Natural-language object grounding data:

********

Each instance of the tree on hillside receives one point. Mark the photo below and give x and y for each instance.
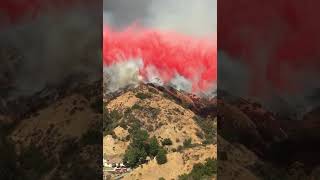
(161, 156)
(153, 146)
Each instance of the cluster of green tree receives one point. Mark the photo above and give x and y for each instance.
(110, 120)
(208, 127)
(141, 147)
(202, 171)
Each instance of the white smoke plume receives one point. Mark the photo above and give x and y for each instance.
(192, 17)
(122, 74)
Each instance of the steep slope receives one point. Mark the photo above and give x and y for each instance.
(56, 136)
(164, 113)
(284, 146)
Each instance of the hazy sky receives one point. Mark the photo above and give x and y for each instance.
(191, 16)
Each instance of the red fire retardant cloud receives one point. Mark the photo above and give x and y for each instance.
(169, 52)
(277, 39)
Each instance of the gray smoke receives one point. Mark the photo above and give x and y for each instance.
(192, 17)
(55, 46)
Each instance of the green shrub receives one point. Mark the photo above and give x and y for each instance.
(187, 143)
(162, 156)
(142, 96)
(92, 137)
(167, 142)
(202, 171)
(153, 146)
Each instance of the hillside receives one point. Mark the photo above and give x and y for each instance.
(255, 143)
(52, 134)
(166, 115)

********

▶ **Assignment**
Without including any picture, repeat the data exactly.

▶ **Written response**
Each instance of the tree on hillside receives one point. Mark the photo below and give x and y for each instance.
(161, 156)
(153, 146)
Each instance of the cluster of green tree receives one point. Mark the photo above and give x and y for each instance.
(110, 120)
(208, 127)
(141, 147)
(202, 171)
Each instance of the white smoke plume receives one point. Mark the photo above and give x and y for each instance.
(192, 17)
(122, 74)
Each instance of the steep slope receives one point. Mark the photo above and give x and y for each instance.
(56, 136)
(164, 113)
(284, 146)
Each instance of the hazy sky receives one point. Mark the photo above and give x and y for each instance.
(191, 16)
Each instance of the red fire retardant cloud receives one point. Mark the photo above and give x and y for each instance.
(169, 52)
(277, 39)
Each instance of the gray smoke receives one point. Mark the photo above and give x and y for each instance.
(192, 17)
(55, 46)
Each instance of the green shrub receives one point. Mark the photo above and give x and y for each instance.
(187, 143)
(162, 156)
(142, 96)
(92, 137)
(167, 142)
(202, 171)
(153, 146)
Each instance of the hillside receives one point. Mark the photo above and give x and y for each instance.
(255, 143)
(52, 134)
(166, 115)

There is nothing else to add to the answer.